▸ PROVIDED INFORMATION
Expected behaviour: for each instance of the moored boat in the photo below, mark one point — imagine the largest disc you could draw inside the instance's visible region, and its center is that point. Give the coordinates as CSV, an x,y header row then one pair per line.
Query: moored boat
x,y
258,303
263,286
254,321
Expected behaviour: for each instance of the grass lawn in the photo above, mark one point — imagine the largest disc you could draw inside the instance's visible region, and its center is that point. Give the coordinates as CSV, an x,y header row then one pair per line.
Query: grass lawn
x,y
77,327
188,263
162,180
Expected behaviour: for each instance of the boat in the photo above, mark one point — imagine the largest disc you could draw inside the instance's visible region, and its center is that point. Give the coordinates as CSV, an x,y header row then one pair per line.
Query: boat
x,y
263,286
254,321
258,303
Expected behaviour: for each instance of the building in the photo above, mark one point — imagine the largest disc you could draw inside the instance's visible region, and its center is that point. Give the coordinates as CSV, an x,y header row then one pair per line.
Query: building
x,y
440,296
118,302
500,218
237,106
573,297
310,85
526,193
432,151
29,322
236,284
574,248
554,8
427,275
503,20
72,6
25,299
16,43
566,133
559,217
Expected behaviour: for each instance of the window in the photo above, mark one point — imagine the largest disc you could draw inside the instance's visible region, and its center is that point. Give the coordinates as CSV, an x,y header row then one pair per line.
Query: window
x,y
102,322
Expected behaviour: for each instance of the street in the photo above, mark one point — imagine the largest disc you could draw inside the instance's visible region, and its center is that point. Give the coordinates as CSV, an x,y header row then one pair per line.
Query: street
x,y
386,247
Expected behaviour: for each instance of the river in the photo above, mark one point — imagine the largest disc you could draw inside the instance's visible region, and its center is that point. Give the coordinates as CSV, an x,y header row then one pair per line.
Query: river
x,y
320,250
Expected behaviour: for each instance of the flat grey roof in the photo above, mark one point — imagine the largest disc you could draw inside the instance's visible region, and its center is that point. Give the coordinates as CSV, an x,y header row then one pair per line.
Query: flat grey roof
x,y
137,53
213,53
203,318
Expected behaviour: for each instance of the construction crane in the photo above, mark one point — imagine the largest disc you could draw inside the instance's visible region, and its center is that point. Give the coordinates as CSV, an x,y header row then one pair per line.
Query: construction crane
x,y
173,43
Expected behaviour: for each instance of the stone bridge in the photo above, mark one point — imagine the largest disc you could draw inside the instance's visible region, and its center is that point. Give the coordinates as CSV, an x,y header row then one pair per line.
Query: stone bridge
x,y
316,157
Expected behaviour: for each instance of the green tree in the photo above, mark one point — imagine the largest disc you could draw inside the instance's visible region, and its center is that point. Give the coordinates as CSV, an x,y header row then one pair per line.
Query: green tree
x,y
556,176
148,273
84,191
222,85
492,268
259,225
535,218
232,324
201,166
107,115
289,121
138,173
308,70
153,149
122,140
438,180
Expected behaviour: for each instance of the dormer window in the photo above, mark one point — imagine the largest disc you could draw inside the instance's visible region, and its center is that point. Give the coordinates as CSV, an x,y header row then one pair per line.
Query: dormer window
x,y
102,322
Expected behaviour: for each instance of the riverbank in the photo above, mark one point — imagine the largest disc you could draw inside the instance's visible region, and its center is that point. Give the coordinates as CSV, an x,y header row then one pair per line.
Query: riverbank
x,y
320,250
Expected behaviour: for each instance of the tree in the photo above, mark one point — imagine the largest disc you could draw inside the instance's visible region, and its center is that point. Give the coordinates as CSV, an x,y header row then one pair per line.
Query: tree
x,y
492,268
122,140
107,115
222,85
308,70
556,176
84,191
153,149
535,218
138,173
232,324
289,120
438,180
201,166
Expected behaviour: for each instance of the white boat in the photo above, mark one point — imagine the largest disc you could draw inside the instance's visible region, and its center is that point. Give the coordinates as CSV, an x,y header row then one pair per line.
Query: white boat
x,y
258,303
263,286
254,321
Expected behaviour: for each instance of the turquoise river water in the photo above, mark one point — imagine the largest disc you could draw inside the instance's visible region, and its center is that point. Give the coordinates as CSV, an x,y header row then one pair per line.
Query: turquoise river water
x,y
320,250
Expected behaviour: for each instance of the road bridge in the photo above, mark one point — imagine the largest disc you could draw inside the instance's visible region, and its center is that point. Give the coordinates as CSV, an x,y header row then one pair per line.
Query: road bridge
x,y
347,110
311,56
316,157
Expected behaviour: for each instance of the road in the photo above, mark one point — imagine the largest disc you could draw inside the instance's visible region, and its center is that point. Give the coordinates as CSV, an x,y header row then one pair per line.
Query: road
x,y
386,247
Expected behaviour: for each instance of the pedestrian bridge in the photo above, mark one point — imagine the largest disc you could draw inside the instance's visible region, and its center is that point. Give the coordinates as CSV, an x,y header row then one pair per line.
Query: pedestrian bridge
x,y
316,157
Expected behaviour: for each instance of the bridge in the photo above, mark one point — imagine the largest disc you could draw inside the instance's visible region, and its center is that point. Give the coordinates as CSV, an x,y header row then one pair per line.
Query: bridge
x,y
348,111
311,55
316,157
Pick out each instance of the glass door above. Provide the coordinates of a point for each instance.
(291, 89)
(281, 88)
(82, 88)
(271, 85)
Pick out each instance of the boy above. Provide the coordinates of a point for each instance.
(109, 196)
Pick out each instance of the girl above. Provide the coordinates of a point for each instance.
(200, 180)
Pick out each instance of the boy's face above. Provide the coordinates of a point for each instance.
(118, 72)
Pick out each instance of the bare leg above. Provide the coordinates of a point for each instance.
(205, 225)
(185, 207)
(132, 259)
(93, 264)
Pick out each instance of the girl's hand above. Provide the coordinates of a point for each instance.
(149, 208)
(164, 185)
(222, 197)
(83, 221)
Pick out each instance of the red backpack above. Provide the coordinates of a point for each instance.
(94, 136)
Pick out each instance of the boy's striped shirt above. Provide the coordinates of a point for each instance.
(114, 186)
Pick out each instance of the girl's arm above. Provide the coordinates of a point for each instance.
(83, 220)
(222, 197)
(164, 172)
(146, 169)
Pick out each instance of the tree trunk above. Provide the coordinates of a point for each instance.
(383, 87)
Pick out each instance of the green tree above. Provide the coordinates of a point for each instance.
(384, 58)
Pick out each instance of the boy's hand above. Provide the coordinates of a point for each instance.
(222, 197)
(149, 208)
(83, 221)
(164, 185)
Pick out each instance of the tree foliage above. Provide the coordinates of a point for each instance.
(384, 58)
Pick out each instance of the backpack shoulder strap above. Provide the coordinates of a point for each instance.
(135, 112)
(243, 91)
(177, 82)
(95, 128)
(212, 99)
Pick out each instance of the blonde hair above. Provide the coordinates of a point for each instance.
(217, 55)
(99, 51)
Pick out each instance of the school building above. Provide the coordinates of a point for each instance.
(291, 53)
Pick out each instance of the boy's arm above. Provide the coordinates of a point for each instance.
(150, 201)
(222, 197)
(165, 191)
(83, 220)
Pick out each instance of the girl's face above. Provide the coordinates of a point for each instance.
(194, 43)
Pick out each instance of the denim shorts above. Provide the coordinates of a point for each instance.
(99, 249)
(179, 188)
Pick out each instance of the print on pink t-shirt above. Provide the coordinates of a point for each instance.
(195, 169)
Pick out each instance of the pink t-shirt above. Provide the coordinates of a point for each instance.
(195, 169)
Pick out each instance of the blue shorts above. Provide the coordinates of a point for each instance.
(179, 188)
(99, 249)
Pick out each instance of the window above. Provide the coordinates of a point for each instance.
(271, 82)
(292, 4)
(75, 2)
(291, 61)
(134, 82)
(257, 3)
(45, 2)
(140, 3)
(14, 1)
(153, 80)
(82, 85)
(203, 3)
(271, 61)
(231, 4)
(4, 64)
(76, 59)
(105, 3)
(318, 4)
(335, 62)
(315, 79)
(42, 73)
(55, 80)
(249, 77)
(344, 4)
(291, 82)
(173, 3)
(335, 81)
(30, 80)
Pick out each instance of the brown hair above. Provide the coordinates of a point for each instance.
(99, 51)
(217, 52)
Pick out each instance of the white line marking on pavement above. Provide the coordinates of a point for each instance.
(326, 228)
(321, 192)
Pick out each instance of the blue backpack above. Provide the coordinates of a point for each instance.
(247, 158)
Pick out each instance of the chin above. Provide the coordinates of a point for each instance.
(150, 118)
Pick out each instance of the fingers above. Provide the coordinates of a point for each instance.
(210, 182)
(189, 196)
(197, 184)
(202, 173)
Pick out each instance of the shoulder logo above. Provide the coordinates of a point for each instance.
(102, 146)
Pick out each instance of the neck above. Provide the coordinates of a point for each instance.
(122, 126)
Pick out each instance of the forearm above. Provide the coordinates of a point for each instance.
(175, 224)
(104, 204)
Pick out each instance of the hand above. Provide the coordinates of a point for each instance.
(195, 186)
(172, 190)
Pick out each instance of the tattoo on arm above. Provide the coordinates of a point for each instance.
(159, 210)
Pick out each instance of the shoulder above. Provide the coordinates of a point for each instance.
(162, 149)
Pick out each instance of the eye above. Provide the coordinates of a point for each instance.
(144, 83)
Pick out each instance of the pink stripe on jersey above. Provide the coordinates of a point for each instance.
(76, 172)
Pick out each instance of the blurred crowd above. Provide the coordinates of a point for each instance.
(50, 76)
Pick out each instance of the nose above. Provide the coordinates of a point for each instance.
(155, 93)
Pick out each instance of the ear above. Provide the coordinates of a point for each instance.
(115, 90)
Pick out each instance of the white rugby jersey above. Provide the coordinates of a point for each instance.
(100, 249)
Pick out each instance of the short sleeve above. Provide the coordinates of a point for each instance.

▸ WORK TO COMPLETE
Proceeding from the line containing "Query: pedestrian bridge" through the line containing "Expected behaviour: for each instance of the bridge", transcribe the lines above exactly, both end lines included.

▸ TASK SOLUTION
Query: pedestrian bridge
x,y
316,157
Expected behaviour: for each instance of the bridge in the photo above, mark one point — imagine the largest disc you could draw inside the instance's visible region, and its center is that point. Give the coordinates as CSV, an x,y header row then one pair per line.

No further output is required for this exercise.